Text provided
Parekh is using SEMO’s Nuclear Magnetic Spectrometer (NMR), a $150,000 piece of equipment housed in Magill Hall of Science that once cost the department its entire budget when the previous one broke, according to Silwal. He said this could have been because someone brought a magnetized object within its small radius.
To prevent it from overheating, the NMR machine is refilled with liquid helium at -400 degrees F every semester, and every week with liquid nitrogen at -320 degrees F.
Normally, it’s used by chemistry students and professors as the strongest and final measure of a synthesis to identify molecules at the smallest level.
Parekh began the project to create Pannokin D in January 2021, and he could be developing it for the next few years. Pannokin D was discovered in 2014 from a jackfruit tree in Southeast Asia called artocarpus communis.
“It’s kind of pointless to discover a molecule and publish research about it if the molecule can’t be used for anything,” Parekh said.
Pannokin D has a unique molecular component that has only been found in nature. Parekh developed a new hypothesis to synthesize it more efficiently, which could make it simpler and cheaper than destroying the forests that house it.

(Stored records)
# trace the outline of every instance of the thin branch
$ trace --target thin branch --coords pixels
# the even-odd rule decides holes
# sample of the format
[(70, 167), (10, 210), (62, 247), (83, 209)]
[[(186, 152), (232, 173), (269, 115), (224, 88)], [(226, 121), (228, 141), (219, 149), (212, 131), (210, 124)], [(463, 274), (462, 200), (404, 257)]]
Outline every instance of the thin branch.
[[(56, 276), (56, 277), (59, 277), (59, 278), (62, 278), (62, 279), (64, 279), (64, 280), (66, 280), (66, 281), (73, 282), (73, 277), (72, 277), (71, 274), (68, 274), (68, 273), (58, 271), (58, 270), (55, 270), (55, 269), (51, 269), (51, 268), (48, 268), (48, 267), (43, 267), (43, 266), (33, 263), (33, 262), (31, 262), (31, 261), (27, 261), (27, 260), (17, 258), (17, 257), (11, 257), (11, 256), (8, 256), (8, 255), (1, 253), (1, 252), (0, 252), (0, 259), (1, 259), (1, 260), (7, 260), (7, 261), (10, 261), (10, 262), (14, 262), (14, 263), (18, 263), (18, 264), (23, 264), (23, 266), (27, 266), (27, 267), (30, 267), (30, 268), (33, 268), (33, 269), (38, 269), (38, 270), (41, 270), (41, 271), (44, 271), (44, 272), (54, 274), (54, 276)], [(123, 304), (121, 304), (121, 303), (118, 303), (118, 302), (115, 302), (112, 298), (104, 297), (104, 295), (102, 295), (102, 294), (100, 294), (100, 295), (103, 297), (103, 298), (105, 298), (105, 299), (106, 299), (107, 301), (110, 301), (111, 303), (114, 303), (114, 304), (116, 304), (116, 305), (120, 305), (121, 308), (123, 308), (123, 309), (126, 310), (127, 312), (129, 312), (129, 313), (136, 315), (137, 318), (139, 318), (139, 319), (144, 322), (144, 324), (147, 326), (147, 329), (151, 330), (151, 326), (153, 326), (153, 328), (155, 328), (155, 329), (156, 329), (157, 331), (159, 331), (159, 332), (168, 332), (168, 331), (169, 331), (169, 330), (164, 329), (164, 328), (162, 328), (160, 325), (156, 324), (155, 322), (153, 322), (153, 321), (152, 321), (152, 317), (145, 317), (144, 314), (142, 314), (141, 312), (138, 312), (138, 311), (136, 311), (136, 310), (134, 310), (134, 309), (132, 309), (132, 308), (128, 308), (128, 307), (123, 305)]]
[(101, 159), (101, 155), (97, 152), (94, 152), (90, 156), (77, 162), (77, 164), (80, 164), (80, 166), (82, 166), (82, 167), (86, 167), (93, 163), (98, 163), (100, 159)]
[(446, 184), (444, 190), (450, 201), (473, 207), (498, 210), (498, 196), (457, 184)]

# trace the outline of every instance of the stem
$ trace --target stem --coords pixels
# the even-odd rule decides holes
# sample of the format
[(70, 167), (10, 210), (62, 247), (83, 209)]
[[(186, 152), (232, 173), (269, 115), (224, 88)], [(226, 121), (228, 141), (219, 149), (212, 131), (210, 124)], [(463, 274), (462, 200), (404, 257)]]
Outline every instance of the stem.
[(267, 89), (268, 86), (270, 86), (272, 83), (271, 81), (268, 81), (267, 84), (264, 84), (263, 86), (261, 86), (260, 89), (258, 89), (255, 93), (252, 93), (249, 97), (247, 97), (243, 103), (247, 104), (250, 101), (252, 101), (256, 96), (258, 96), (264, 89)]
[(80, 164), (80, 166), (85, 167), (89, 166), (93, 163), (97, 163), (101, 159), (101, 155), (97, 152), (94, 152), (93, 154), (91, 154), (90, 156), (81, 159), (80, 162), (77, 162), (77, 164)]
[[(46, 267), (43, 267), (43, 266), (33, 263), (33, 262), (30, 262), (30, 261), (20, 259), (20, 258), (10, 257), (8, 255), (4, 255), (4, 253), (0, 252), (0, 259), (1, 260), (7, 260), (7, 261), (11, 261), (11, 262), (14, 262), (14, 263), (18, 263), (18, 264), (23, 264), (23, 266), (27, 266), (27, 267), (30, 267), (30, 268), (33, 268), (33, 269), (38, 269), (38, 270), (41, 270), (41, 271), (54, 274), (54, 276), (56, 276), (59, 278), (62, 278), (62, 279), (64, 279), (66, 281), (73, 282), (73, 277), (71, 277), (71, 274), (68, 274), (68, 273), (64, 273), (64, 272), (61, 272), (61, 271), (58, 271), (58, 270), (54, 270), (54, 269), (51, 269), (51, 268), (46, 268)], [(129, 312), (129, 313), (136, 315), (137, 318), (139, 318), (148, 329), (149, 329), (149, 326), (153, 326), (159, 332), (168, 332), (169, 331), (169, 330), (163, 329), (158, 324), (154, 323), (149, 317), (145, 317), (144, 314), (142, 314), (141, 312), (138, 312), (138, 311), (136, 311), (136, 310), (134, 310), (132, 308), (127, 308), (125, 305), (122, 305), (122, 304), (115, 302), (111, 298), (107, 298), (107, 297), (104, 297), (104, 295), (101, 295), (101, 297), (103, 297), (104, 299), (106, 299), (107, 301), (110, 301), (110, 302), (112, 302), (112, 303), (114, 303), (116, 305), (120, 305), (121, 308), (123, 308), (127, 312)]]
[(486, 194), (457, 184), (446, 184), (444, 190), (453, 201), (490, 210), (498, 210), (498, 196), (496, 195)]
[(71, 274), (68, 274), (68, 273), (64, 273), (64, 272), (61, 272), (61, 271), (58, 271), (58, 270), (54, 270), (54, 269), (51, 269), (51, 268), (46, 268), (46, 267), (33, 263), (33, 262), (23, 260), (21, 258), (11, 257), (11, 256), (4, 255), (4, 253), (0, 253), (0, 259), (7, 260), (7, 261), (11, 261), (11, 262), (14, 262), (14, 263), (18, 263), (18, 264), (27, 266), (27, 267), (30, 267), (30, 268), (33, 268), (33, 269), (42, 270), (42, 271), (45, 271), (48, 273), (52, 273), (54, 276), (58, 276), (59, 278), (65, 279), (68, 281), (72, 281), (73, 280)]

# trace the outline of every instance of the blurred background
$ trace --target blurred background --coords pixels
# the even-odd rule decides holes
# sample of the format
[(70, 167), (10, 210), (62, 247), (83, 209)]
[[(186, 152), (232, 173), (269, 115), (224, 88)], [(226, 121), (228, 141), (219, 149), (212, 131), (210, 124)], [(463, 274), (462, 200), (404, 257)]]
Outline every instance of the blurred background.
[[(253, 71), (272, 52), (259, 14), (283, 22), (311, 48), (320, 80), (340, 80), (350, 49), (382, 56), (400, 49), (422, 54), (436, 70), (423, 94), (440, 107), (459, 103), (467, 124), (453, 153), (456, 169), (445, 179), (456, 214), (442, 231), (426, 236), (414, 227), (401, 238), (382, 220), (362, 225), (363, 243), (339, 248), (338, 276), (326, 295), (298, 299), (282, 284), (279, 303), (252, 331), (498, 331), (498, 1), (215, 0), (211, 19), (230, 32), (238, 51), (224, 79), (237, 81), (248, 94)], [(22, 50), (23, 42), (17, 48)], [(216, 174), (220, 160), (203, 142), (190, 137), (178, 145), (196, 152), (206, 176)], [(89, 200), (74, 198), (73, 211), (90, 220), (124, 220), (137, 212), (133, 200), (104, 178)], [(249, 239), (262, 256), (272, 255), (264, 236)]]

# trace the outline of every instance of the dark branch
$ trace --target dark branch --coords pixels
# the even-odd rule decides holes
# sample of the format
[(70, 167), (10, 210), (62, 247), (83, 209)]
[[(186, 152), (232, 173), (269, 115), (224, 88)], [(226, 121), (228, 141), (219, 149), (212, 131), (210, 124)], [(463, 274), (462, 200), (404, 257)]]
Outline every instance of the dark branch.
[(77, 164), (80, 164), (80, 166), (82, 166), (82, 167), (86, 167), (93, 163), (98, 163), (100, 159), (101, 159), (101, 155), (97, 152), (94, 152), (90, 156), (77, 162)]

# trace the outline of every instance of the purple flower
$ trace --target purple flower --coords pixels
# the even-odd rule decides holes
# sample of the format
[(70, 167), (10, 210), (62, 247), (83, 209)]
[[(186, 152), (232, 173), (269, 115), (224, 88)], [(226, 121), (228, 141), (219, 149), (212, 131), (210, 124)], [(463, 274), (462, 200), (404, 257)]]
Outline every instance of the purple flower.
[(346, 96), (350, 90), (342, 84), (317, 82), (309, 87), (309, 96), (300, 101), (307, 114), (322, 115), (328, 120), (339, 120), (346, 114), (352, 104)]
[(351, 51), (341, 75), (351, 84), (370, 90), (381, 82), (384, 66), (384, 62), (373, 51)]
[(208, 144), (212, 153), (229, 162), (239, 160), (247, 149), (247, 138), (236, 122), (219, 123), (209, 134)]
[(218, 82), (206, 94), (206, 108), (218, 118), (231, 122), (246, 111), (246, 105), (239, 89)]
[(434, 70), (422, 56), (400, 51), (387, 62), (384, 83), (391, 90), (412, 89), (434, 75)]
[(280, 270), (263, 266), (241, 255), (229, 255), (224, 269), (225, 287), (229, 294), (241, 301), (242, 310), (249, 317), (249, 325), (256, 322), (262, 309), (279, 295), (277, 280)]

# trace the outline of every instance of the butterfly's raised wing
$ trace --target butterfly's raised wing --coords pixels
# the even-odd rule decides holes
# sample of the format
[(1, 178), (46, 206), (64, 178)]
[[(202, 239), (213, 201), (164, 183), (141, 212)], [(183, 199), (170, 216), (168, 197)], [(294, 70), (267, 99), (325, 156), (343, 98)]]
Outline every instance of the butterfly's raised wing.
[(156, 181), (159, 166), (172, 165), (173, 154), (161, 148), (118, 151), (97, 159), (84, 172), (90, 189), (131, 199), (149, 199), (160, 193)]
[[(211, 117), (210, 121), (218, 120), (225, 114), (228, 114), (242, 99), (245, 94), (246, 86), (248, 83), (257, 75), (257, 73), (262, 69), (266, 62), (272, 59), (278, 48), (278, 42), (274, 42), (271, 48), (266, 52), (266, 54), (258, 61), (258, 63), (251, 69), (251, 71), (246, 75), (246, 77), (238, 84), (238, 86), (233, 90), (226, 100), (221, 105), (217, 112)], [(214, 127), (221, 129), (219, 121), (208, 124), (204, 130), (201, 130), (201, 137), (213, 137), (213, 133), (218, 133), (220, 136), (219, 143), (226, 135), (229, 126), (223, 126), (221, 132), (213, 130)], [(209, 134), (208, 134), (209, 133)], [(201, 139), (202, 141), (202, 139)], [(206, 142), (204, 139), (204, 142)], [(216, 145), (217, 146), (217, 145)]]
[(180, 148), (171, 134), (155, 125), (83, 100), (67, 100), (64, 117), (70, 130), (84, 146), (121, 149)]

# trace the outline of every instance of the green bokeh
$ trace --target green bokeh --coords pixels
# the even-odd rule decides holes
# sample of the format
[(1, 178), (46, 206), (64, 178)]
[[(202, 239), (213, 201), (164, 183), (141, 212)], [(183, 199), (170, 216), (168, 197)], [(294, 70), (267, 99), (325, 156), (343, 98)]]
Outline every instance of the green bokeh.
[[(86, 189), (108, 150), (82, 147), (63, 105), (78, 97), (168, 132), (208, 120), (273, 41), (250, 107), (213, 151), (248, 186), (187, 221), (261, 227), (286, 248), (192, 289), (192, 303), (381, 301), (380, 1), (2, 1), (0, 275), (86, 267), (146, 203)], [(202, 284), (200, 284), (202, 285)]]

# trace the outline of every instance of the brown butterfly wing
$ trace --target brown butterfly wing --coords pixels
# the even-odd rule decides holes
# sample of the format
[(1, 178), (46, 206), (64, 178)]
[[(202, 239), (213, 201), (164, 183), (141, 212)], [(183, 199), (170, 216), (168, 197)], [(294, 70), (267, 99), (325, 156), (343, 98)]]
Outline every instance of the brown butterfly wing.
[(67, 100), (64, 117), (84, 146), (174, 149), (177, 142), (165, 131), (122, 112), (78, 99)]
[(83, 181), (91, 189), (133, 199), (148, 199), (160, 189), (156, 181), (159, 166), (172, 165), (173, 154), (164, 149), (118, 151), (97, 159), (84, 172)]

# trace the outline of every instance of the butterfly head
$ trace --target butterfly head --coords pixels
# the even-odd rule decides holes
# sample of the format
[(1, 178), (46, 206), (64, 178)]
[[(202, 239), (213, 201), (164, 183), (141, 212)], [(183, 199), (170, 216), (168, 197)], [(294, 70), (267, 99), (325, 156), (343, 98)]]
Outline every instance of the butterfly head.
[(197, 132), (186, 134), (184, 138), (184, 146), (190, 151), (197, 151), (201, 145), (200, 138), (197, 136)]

Apply what you read
(1) Can you update the Pannokin D article from "Parekh is using" to "-320 degrees F.", changing "NMR" to "spectrometer"?
(2) Answer these questions from the Pannokin D article:
(a) How often is the NMR machine refilled with liquid helium?
(b) When did Parekh begin the project to create Pannokin D?
(c) From what tree was Pannokin D discovered?
(3) Could you resume the Pannokin D article from where it stops?

Responses by task
(1)
Parekh is using SEMO’s Nuclear Magnetic Spectrometer (spectrometer), a $150,000 piece of equipment housed in Magill Hall of Science that once cost the department its entire budget when the previous one broke, according to Silwal. He said this could have been because someone brought a magnetized object within its small radius.
To prevent it from overheating, the spectrometer machine is refilled with liquid helium at -400 degrees F every semester, and every week with liquid nitrogen at -320 degrees F.

(2)
(a) Every semester.
(b) January 2021.
(c) A jackfruit tree in Southeast Asia called artocarpus communis.

(3)
Researchers found that Pannokin D was more potent against gastric cancer cells than any molecule discovered—gastric cancer being involved in 800,000 deaths a year.
Parekh found this out on his own: The same component can be found in more than 25 different classes of “unexplored, pharmaceutically-relevant natural products,” according to his research paper on the project.
“So, by developing a way to prepare Pannokin D in a laboratory setting, I’m also developing a way to prepare over 25 classes of pharmaceuticals that can serve as promising treatment options for diseases such as HIV, herpes, leukemia caused by really strong cancer cell lines [and other diseases],” Parekh said.
He got the idea to study Pannokin D after a science fair project testing the antimicrobial efficiency between synthetic and natural molecules in culinary spices. He recognized the humanitarian potential in that.
“I was curious how to develop drugs and molecules that serve as treatment options,” Parekh said.
With this interest, he audited a couple of courses with Silwal, who used some of his research money to help fund Parekh’s project. Parekh said Silwal taught him how to use the NMR machine and perform techniques to separate particles in synthesis.
For the conference last year, Parekh completed the first stage, and this year sees his project in the middle of the second.
He hopes to finish the second part of his project by June or July, but it can be difficult to predict how successful synthesis will be.
To begin the delicate process, he mixed his starting chemical, a catalyst and solvent system for three hours at a high temperature. Then, he mixed it with cold water to end the reaction. The water layer was separated from the organic layer, which was divided again into its smallest components.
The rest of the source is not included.